The stop work order pictured above is listed for a mechanical violation of a fireplace. Those don't bother me unless they are for an electrical shut-off for a gas fireplace. It is the GCs job to worry about all his permits. The electrician has to worry about electical permits. It is a good idea for the Electrician to ask about a general building permit on a job because often it is required to coordinate the trades and inspections to allow a C of O to be finalized.


----------



## leland (Dec 28, 2007)

Permit= Insurance.

I let the others worry about themselfs. Ya I get some crap sometimes, but...


----------



## thekctermite (May 6, 2008)

Idaho Abe said:


> I am an electrical inspector for a jurisdiction of 50k citizens. Whne I do an inspection I am required to give exact code reference for each violation. If your inspector cannot do this appeal to his supervisor. My objective is to make each installation as near perfect as possible.


As an inspector, I couldn't agree more. I've worked with a number of inspectors with the "ten pound badge" mentality, and I feel for the contractors that have to deal with them. My experience has been that an inspector that is heavy-handed or puts on a show when he gets to the job has a code-knowledge confidence problem! Many of those guys act that way because they can't really substantiate what they're telling people to do with actual code-based reasoning. Acting like a tough guy makes them less likely to be challenged by someone that might know the code better than they do. My best advice is to keep it professional with them, but get out your book and nicely ask that they help you find the code language to back up their call.


----------



## Ecopat (Apr 17, 2008)

sparkysteve said:


> I had an inspector show up on a job once, find me while I was on the phone with our office, *take the phone from my hand,* *shut it,* and said "I'm the electrical inspector. When I'm here, I'm the most important person here!"
> 
> Some of those guys are on the world's biggest power trip. The earth revolves around them.
> 
> All he found on the RI inspection was 2 wires that didn't get stapled at a recept. He red tagged it and came back the next day. He "didn't have time to watch me fix it" as it was lunchtime. He then asked if I even had a license and said I should thank him for doing my punch list for me. He has recently retired. Thank goodness. That same building took 3 final inspections because he didn't have time to look at everything in a day (1 hour visits Mon. Wed. Fri.). He also couldn't inspect the roof because he was too fat to fit through the 24x24 roof hatch. :laughing:



Im sorry, but I would have dropped him there and then.


----------



## thekctermite (May 6, 2008)

Ecopat said:


> Im sorry, but I would have dropped him there and then.


And he would have deserved it. That took a lot of nerve on the inspector's part! But you'd have gone to jail, and would have deserved it.

◇ ◇ ◇ ◇

* Short problem 1: Pull out each line of the entries that contains the string "yellow".
The forum thread about electrical permits and inspectors has no connection to the entries that come after it.

A series of records:
◇ ◇ ◇ ◇

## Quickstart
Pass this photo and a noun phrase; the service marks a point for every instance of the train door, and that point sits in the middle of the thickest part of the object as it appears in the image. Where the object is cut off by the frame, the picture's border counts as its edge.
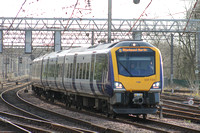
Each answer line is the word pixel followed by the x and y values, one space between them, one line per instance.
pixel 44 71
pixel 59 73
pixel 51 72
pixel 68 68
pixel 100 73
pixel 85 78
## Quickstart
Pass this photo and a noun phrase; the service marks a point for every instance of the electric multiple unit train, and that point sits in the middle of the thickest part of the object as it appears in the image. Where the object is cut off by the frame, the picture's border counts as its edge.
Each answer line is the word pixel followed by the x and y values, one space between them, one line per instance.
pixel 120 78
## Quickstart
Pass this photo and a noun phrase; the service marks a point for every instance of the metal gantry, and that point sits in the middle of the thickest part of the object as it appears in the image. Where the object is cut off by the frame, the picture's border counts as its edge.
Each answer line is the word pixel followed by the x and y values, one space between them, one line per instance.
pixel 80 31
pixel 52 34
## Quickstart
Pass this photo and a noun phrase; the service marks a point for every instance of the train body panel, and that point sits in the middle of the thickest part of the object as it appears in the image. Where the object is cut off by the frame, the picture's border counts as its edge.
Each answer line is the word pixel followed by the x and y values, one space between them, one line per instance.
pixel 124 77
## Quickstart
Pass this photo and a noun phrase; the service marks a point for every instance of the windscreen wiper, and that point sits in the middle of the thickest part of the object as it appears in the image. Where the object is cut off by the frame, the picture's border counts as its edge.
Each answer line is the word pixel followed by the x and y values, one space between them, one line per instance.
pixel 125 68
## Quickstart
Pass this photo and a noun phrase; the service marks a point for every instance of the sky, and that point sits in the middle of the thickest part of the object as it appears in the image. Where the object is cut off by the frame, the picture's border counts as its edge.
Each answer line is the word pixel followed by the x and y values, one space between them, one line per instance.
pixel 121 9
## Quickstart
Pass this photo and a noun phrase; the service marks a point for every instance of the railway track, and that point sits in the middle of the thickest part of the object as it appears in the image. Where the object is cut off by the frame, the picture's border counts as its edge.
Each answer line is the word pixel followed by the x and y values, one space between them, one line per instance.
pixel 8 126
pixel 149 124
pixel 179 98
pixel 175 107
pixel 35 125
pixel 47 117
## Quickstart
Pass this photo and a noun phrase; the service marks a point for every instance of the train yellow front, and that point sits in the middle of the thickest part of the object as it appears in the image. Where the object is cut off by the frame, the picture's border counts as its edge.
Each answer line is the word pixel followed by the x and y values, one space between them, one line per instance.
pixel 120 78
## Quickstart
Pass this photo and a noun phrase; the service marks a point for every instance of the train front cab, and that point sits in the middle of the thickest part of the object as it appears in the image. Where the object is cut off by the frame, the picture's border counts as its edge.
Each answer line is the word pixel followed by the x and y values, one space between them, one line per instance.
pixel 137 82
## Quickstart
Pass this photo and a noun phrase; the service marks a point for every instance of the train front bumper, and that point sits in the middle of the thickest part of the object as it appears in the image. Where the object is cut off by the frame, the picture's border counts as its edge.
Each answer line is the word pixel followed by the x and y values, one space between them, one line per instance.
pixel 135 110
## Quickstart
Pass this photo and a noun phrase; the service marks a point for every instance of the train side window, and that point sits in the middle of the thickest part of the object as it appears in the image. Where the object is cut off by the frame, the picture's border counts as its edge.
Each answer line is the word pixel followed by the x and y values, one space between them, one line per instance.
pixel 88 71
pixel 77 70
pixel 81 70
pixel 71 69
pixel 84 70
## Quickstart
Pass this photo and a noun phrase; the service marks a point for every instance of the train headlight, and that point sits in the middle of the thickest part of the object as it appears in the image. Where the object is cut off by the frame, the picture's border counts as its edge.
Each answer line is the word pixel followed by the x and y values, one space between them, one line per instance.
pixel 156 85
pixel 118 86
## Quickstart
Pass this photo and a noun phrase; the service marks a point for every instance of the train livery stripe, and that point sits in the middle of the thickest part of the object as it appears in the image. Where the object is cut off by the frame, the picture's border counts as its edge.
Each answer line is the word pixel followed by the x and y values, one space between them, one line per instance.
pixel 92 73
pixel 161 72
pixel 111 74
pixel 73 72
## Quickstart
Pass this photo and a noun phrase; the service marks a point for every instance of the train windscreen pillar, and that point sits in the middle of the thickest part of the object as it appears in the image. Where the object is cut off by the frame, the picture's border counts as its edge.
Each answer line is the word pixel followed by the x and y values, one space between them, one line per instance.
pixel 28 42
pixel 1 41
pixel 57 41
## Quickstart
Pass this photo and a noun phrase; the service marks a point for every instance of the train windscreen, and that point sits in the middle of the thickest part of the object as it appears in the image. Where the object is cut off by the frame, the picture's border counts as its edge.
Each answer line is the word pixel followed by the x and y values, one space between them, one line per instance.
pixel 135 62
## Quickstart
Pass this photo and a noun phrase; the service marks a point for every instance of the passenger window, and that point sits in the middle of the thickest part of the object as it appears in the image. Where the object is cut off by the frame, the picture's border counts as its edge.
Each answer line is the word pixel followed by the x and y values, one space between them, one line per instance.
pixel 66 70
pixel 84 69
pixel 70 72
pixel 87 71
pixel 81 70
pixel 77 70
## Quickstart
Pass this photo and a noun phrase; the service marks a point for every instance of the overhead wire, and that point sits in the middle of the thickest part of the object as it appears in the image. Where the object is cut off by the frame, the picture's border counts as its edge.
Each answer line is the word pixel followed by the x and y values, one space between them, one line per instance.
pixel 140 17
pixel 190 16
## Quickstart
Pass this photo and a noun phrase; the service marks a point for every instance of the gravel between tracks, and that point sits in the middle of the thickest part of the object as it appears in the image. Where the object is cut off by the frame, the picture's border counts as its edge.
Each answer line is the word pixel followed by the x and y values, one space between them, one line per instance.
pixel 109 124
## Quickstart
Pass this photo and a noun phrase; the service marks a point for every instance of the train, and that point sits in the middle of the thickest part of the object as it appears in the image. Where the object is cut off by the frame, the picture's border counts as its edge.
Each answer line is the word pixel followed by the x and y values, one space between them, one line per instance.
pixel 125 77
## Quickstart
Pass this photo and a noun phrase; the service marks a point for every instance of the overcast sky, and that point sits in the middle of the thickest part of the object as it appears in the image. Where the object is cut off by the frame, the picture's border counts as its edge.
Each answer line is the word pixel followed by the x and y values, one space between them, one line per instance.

◇ ◇ ◇ ◇

* Short problem 2: Carry on the forum thread about electrical permits and inspectors, picking up right after its last sentence.

* Final result 1:
Pass this photo and a noun phrase; the service marks a point for every instance of the train yellow front, and that point sits in the middle of the thickest part of the object as it appears in the image. Where the object is cut off by the frame, the picture's border counts as its edge.

* Final result 2:
When I'm inspecting someone's work, I could care less if they want to talk on the phone during the inspection. Phones ring, and busy builders need to answer them. However, I will not take the time to catch them up on what I may have found when they were on the phone if they choose to chat for very long. Very often, guys have liesurely phone conversations on the phone, wandering the jobsite while I am inspecting. Not a problem, but it takes a lot of nerve to ask me to show them all of the things I wrote while they were chatting and not paying attention. I write detailed inspection sheets that will direct anyone to what needs to be fixed. I'll bend over backwards and take whatever time needed to make sure someone understands what needs to be done if they're taking interest during the inspection.


----------



## Ecopat (Apr 17, 2008)

thekctermite said:


> And he would have deserved it. That took a lot of nerve on the inspector's part! But you'd have gone to jail, and would have deserved it.
> 
> When I'm inspecting someone's work, I could care less if they want to talk on the phone during the inspection. Phones ring, and busy builders need to answer them. However, I will not take the time to catch them up on what I may have found when they were on the phone if they choose to chat for very long. Very often, guys have liesurely phone conversations on the phone, wandering the jobsite while I am inspecting. Not a problem, but it takes a lot of nerve to ask me to show them all of the things I wrote while they were chatting and not paying attention. I write detailed inspection sheets that will direct anyone to what needs to be fixed. I'll bend over backwards and take whatever time needed to make sure someone understands what needs to be done if they're taking interest during the inspection.


Thats fair enough I guess, I still would have dropped him though, I mean who the F**K does he think he is to grab someones phone and close it down? The last person that ever did anything like that to me was my mother and I was eleven years old. Doing that to a grown man is just rude and obnoxious, the guy could have been on the phone to anyone, client, sick family member, etc, etc. A quick tap on the shoulder and then the universal "wind it up" signal always will suffice imo, but if it does not then the way you do it is the fairest and most decent thing.


----------



## thekctermite (May 6, 2008)

I couldn't agree more!


----------



## randomkiller (Sep 28, 2007)

Ecopat said:


> Thats fair enough I guess, I still would have dropped him though, I mean who the F**K does he think he is to grab someones phone and close it down? The last person that ever did anything like that to me was my mother and I was eleven years old. Doing that to a grown man is just rude and obnoxious, the guy could have been on the phone to anyone, client, sick family member, etc, etc. A quick tap on the shoulder and then the universal "wind it up" signal always will suffice imo, but if it does not then the way you do it is the fairest and most decent thing.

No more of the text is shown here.